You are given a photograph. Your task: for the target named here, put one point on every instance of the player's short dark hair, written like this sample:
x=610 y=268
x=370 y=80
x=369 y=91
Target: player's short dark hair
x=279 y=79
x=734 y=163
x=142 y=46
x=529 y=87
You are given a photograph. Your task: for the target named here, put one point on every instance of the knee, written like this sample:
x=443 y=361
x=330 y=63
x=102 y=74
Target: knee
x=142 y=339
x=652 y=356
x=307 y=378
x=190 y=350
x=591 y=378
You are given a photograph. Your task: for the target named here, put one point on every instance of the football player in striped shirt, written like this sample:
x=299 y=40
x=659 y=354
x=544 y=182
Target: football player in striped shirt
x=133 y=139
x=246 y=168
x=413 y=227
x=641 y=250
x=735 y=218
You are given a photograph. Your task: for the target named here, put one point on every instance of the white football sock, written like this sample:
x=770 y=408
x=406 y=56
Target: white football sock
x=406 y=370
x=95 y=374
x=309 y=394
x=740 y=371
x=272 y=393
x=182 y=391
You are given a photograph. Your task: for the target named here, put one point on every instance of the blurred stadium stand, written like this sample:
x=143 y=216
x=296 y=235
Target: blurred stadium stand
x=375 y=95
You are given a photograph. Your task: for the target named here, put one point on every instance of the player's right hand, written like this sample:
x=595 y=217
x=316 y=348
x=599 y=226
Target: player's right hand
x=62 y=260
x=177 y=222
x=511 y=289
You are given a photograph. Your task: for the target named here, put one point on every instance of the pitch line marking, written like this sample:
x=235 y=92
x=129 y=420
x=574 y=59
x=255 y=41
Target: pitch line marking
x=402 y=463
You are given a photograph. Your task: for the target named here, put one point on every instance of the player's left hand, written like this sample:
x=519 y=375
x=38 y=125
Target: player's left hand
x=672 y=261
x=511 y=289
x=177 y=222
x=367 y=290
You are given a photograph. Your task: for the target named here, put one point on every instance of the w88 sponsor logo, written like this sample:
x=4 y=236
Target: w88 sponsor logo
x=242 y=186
::::
Each line of the listing should be reproduced without any alteration.

You are given a photograph. Your task: for the target named here, put one point on every instance of the player's short dark hair, written like this sample:
x=610 y=268
x=370 y=80
x=369 y=91
Target: player's short dark hair
x=279 y=79
x=734 y=163
x=142 y=46
x=529 y=87
You are given a photograph. Your task: for the target named here, put one point on every instance of the knee, written like this sample:
x=443 y=361
x=330 y=63
x=102 y=74
Target: knee
x=142 y=339
x=652 y=356
x=307 y=378
x=190 y=350
x=591 y=378
You are given a photograph. Your task: for the target named here, put one point on every instance of the football player in striped shirt, written like this sample:
x=299 y=40
x=659 y=354
x=544 y=182
Target: football player in striped shirt
x=133 y=139
x=246 y=168
x=413 y=227
x=641 y=250
x=735 y=218
You are given a photograph. Your task: for the target named here, put one point on every instance of the white football sock, written like this sample:
x=770 y=408
x=406 y=56
Target: white football sock
x=406 y=370
x=95 y=374
x=309 y=394
x=740 y=371
x=272 y=393
x=182 y=391
You are given a photograph. Your task: for the target named here, put one point on every instance of the blurred stadium stand, written like this sample:
x=143 y=216
x=296 y=235
Target: blurred stadium stand
x=375 y=95
You are given a photograph. Your task: for the target named here, put one point on every instance of the player's right hand, written like this sample:
x=595 y=217
x=316 y=348
x=599 y=226
Target: player's right hand
x=62 y=260
x=177 y=222
x=511 y=289
You are given a photograph. Your task: for the target named here, put one point on every instance of the pitch line marking, written like this sample:
x=235 y=92
x=129 y=420
x=574 y=59
x=255 y=41
Target: pitch line marking
x=402 y=463
You are given a photograph. Your task: for the target named here, put one point on every instance of the player's left hand, written like this sample:
x=519 y=375
x=38 y=125
Target: player's left hand
x=672 y=261
x=511 y=289
x=177 y=222
x=367 y=290
You are given a photograph. Your task: for the target named here, put one point on every instance of the w88 sponsor logo, written like this sample:
x=4 y=236
Target: w88 sponsor logo
x=242 y=186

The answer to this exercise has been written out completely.